-------- Extract
To Paint in Breaststroke
The sensitivity of the time encourages everyone, through their actions and habits, to adhere with others. A mysterious aura that makes us share dreams and diverse gazes in an unconscious way.
Elena Núñez is attentive to the propensity of things. She is also moved by feelings, affections, moods, and other non-rational dimensions that allow her work to manifest in everyday life. In the effervescence of the everyday, the intensity of the present enables the expression of a continuous readjustment. A resistance to established convictions that incite a desire for elaboration.
Elena Núñez presents her work with a sense framed as a question: ¿En qué puedo pensar ahora? (What can I think about now?). Neuroscience tells us that the brain pumps thoughts just as the heart pumps blood or the lungs oxygen. It’s its function. Indeed, the persistence in her work and a trained curiosity lead her to propagate in her studio and mind, various proposals for sustained attention. Options her brain throws out in order to live through a life situation. Proposals that lead her to adopt methodological consequences as a processual phenomenon. A space and time that allow the improbable to be installed as a cause of desire. Far from strategic positions or calculated operations, Elena Núñez does not intend to craft a discourse, nor is she willing to feed any type of inertia that could block her process in the studio. In her work, she is more concerned with how a process is determined in order to offer a result, than with imagining or predetermining what that result will be.
She is a collector of signs—books, references, objects, or images with which she acquires some type of bond. She tries to expand the potential of these signs and hopes something will awaken between them: a friction, a detail, or any symptom that fine-tunes a vibration. Here, the artist acts as a radar.
In reality, what she seeks is an escape, to avoid everything from closing. Her drawings and paintings are often in operations of transference, in displacements that refer more to life and experience than to representation. The touch and her, interpret breath and awareness, always in search of a desire that, even for an instant, manages to slip into the folds of space. Elena Núñez is a painter who approaches each painting as if it were the usable surface of a home. She sharpens the edges of each work and tackles the space by drawing corridors, using adhesive tape enclosures she betrays. Among geometries and forms—soft or hard—the event makes its way within semi-open outlines, with or without retracing. These profiles result from an accumulative process, where the different layers of paint create a stratigraphy that is almost archaeological.
----------------
-------- Material provided
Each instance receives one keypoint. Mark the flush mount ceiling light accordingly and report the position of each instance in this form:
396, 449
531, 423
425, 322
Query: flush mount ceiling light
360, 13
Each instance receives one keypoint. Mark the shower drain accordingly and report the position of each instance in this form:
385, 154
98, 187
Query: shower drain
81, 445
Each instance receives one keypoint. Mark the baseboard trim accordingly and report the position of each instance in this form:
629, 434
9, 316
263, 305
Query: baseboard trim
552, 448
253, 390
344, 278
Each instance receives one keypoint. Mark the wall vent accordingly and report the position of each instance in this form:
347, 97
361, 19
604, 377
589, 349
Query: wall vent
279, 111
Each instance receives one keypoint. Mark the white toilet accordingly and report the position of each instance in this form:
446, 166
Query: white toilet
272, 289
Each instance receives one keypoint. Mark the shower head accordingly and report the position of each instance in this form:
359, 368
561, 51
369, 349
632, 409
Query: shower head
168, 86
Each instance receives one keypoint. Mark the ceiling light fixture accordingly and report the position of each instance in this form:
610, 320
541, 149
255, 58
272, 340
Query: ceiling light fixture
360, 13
----------------
Task brief | Continue the essay on Elena Núñez's painting from its last sentence, keeping its style and focus.

Task result |
The artist invites us to create a choreography that enhances the interaction between the exhibition space and her work. Her painting considers a viewer who moves in and out of one of the four spatial distances that anthropologist Edward T. Hall defined in his proxemic theory, such as “intimate distance,” with a proximity margin of fifteen to forty-five centimeters. A spatial range destined for the foreground, transporting us to the land of aerial views and a topographic survey that undoubtedly offers the “high definition” of reality itself. Where the observer can appreciate the diction of her painting and trace the different layers the work accumulates, sometimes as thin as that of an amphibian.
Elena Núñez is a painter who is concerned with keeping the temperature of her paintings under control while highlighting in them an apparent transience, in response to a process constantly in motion. We perceive this in titles like “Transporting Yellow”, where the artist indicates that something is being. Direct and somewhat raw paintings, traits of a painting that does not look back. The profusion of details reveals the process and produces an organic whole. A kind of vegetative life where the content of truth can be perceived through the most insignificant details of the work. We see this in “Previous Demands”, a body splashed with relevant nuances that peek out from the white background of the work to create a field of its own, a light that reflects in the black paint and transforms as an event. The blue trims and shows a kind of anonymous message struggling to define itself. Forms that resist to remain serene within their cells. Oversized words and letters that distort one another, waiting to insert themselves into the viewer’s desire.
The exhibition gathers work created through an intense relational vocation. Astrologer Silvia Neira tells us that relational intelligence is in harmony with our feminine side. A sensitivity that understands covering, surrounding, adding, empathizing, or how we can respond to any life situation. Elena Núñez trusts in her feminine nature—the glue that allows her to register more, resonate better, and escape sameness. An artist who experiences the process of otherness, while her work reveals that painting embraces.